◆ WHAT THE TASK ASKS:
Make an exact copy of the records, with the pictures left out.

——————

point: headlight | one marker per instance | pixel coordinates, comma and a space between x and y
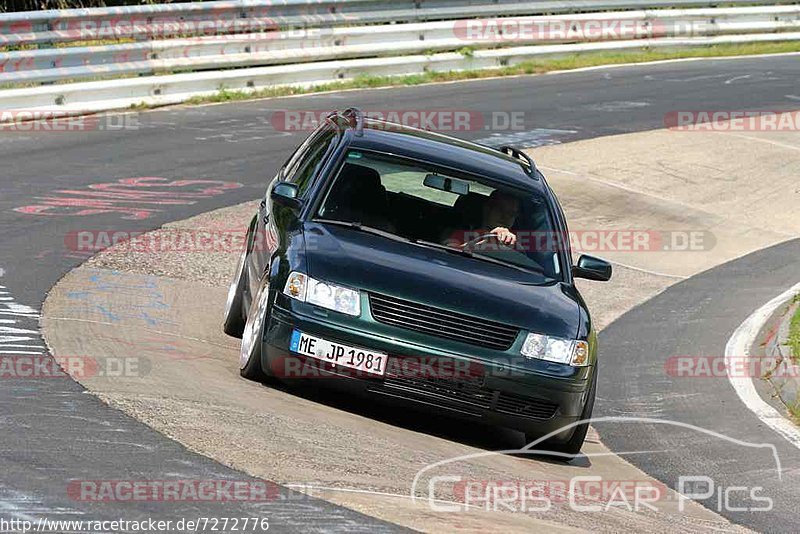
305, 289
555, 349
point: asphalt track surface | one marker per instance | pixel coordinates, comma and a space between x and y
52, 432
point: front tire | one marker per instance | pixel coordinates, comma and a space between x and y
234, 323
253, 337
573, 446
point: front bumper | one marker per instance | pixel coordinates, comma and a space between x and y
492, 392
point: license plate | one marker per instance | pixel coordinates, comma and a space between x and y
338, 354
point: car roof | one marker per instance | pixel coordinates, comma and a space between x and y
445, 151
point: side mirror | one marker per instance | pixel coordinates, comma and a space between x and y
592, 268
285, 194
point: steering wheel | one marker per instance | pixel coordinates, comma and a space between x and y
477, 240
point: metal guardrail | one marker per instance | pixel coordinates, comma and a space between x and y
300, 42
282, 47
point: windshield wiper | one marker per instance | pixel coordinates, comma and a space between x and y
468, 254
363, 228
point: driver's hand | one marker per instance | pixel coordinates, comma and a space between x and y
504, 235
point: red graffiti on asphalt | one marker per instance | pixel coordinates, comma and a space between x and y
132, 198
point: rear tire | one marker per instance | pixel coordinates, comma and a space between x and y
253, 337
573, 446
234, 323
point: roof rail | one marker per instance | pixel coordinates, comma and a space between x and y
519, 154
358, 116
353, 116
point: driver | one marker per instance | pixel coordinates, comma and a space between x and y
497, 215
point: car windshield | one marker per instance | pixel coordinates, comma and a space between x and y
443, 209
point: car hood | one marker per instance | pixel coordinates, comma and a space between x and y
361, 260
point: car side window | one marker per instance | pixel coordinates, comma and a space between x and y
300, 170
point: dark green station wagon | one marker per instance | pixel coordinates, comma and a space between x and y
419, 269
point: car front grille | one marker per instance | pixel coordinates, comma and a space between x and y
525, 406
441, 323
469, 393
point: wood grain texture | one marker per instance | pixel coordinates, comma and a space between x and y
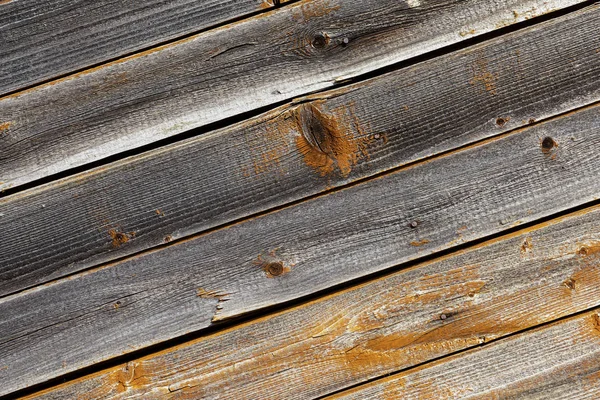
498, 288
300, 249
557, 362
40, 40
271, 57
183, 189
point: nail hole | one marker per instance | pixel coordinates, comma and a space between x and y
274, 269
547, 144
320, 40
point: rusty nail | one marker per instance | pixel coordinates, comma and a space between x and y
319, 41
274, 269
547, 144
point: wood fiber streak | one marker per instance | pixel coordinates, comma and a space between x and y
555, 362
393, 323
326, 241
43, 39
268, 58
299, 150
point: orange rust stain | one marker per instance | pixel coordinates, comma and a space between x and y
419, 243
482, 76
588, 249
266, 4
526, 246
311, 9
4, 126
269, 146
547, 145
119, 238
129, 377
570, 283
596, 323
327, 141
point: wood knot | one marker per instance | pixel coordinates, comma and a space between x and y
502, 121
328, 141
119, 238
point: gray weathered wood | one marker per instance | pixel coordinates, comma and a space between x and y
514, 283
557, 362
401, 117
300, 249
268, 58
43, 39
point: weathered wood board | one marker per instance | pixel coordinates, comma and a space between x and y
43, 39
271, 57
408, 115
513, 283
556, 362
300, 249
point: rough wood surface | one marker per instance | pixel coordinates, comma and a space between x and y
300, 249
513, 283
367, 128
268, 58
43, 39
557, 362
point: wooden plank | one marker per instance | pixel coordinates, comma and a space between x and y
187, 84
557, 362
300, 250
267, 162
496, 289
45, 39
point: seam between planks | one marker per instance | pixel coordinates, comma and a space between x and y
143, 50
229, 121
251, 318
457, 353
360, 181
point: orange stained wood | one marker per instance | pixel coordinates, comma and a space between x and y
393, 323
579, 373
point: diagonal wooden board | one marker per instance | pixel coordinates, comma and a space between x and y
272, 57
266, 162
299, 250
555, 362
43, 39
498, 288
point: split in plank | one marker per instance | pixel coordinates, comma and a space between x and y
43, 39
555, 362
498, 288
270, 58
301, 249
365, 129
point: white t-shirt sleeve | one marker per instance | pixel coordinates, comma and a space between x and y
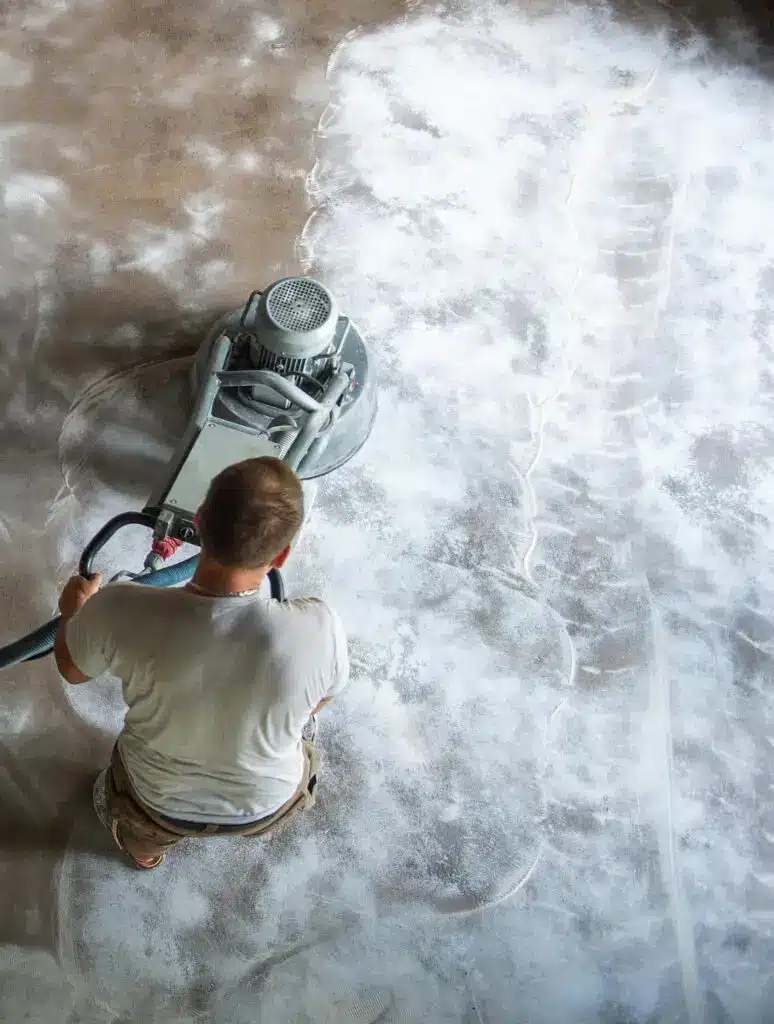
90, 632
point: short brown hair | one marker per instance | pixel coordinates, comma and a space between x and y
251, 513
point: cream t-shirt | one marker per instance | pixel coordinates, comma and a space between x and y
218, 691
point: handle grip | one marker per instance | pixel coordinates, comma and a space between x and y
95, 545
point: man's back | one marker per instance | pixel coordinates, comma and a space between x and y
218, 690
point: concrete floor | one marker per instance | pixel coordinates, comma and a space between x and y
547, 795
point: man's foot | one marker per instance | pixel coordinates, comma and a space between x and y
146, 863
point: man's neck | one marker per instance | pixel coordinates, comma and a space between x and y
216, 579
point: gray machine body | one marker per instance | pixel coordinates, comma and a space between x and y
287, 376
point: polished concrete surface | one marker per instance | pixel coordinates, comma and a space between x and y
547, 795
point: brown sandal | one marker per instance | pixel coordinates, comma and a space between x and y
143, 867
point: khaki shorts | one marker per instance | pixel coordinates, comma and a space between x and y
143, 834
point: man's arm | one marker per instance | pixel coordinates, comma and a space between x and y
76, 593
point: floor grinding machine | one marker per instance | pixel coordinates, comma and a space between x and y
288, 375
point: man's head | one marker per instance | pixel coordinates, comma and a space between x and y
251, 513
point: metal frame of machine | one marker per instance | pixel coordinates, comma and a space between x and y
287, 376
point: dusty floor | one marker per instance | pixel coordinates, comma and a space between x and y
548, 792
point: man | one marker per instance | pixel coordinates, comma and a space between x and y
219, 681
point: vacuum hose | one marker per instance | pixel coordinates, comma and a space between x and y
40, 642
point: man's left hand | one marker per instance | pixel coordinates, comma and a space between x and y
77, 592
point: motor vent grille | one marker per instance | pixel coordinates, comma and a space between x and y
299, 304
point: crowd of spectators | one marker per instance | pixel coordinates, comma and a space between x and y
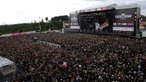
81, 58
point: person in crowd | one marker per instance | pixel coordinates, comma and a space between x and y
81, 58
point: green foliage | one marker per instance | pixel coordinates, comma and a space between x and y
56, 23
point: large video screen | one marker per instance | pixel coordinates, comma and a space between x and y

——————

◆ SOLUTION TO THE EXERCISE:
point: headlight | one marker per instance | pixel coordinates, comma and a space between x and y
305, 289
555, 349
point: asphalt track surface | one marker per instance | pixel coordinates, comma and a space between x and y
52, 432
point: front tire | one marker per instance | pixel coordinates, comma and a space between x and y
234, 323
253, 337
573, 446
point: front bumper | one marker per instance | pixel coordinates, comma and a space between x and y
492, 392
point: license plate | one marker per instance | pixel coordinates, comma and a space between x and y
338, 354
point: car roof | one marker per instance | pixel coordinates, comma and a space between x and y
445, 151
point: side mirror | one marker per instance | pixel coordinates, comma and a space between x and y
592, 268
285, 194
point: steering wheel | one marker per instance | pixel coordinates, comma and a space between x and y
477, 240
point: metal guardrail | one marker per instance | pixel coordinates, comma and a space between x and y
300, 42
282, 47
point: windshield wiper | one marker per instance | pixel coordinates, comma and a space between x and y
468, 254
363, 228
point: driver's hand | one marker per instance | pixel coordinates, comma and a space between x and y
504, 235
point: red graffiti on asphalt | one marker per instance | pixel coordinates, comma and a space between x and y
132, 198
point: rear tire | one marker per instance | pixel coordinates, comma and a space between x and y
253, 337
573, 446
234, 323
point: roof rail | one marker per instance | pixel coordinates, comma and a space between x and y
519, 154
358, 116
353, 116
point: driver | one marker per instance | pixel coordinates, comma and a space between x and y
497, 215
point: car windshield | one marker per instance | pixel coordinates, comma and a space between x and y
443, 209
point: car hood | one marker per instance | pixel coordinates, comma and a space between x and y
361, 260
point: car side window | one marker per instance | pixel coordinates, comma and a space between x and y
300, 170
point: dark green station wagon | one marker per instance | pixel coordinates, comma and a space between x and y
419, 269
point: car front grille | one marker per instance | pixel coordinates, comma and a space between x and y
525, 406
441, 323
469, 393
point: wood grain texture | one marker per instance | pixel coordinates, comma and a space between x and y
498, 288
300, 249
557, 362
40, 40
271, 57
183, 189
point: nail hole | one marker per instance | pixel coordinates, comma and a space between x and y
274, 269
547, 144
320, 40
point: rusty nail | one marker per instance | pixel coordinates, comma and a space between x and y
319, 41
274, 269
547, 144
point: wood fiber streak | one marker per instance | pixel coordinates, comma and a space between x and y
555, 362
393, 323
326, 241
43, 39
268, 58
299, 150
point: orange rust stain | one marker per instance | pixel coordinates, comma and a space between x and y
419, 243
482, 76
588, 249
266, 4
526, 246
311, 9
4, 126
269, 146
547, 145
119, 238
129, 377
570, 283
596, 323
327, 141
point: wood knot | one marker per instance | pixel coordinates, comma and a space between x and y
502, 121
328, 141
119, 238
point: gray weathered wood | one marker per instance | pixel coordinates, comma and a space between x and y
514, 283
557, 362
401, 117
300, 249
268, 58
43, 39
point: weathered wood board | one marker per instance | pixel coordinates, comma and a space between x and y
43, 39
271, 57
408, 115
513, 283
556, 362
300, 249
point: rough wood surface | one marker per instance | pixel coordinates, comma and a space between x and y
300, 249
513, 283
367, 128
268, 58
43, 39
557, 362
point: wooden plank | one marker per instance | pixel coordinates, comma and a space between x and y
187, 84
557, 362
300, 250
267, 162
496, 289
45, 39
point: seam between planks | one marker per instance | pixel coordinates, comma and a space between x and y
143, 50
229, 121
251, 318
457, 353
360, 181
point: orange stained wood | one marker per instance | pixel coordinates, comma and a space between x and y
393, 323
579, 373
point: diagonal wooden board | one marker per instance | pixel coordinates, comma and a space between x and y
272, 57
266, 162
299, 250
555, 362
43, 39
498, 288
point: split in plank | one marker per instance | pixel coordinates, comma and a space between x and y
43, 39
555, 362
498, 288
270, 58
301, 249
365, 129
point: white t-shirt sleeve | one marker per instance | pixel coordinates, comma and a space between x and y
90, 632
point: short brown hair | one marker per instance | pixel coordinates, comma and a space between x and y
251, 513
point: cream t-shirt | one marker per instance | pixel coordinates, comma and a space between x and y
218, 691
point: handle grip | one marker per instance | pixel coordinates, comma and a space between x and y
95, 545
point: man's back | one marker per instance | pixel coordinates, comma and a space between x and y
218, 690
point: concrete floor | one marker per instance | pixel coordinates, comma and a space between x and y
547, 795
point: man's foot | one marker per instance | pixel coordinates, comma and a space between x and y
146, 863
point: man's neck | one marker per instance | pixel coordinates, comma and a space between x and y
216, 579
point: gray machine body | one marker per instance | pixel coordinates, comma and a space between x and y
287, 376
point: polished concrete surface | one marker per instance | pixel coordinates, comma and a space between x and y
547, 795
point: brown sandal | one marker per instance | pixel coordinates, comma and a space between x and y
143, 867
point: khaki shorts | one marker per instance | pixel coordinates, comma and a space between x and y
143, 834
point: man's arm | one marker per instance | pixel coordinates, comma and a space between x and y
76, 593
point: floor grinding machine | one marker per instance | pixel coordinates, comma and a space between x and y
288, 375
point: man's head | one marker per instance | pixel coordinates, comma and a space between x and y
251, 513
point: metal frame of machine | one marker per instance | pixel coordinates, comma and a space between x and y
287, 376
point: dusty floor | one marker per instance | pixel coordinates, comma and a space between x and y
548, 792
point: man | one marker per instance | pixel coordinates, comma and a space between x and y
219, 681
point: vacuum hose | one marker per instance | pixel coordinates, comma and a space between x and y
40, 642
point: man's left hand | one marker per instance | pixel coordinates, comma and a space between x and y
77, 592
point: motor vent grille | one marker per instance | pixel coordinates, comma and a space between x and y
299, 304
point: crowd of spectators | one marker per instance | pixel coordinates, comma and a space between x and y
81, 58
point: person in crowd | one marker per instance | pixel coordinates, comma and a space between x and y
81, 58
point: green foliage | one marker per instance | pixel coordinates, comma and a space between x and y
56, 23
point: large video screen | one marker per instance | pixel coordinates, comma and a space between x and y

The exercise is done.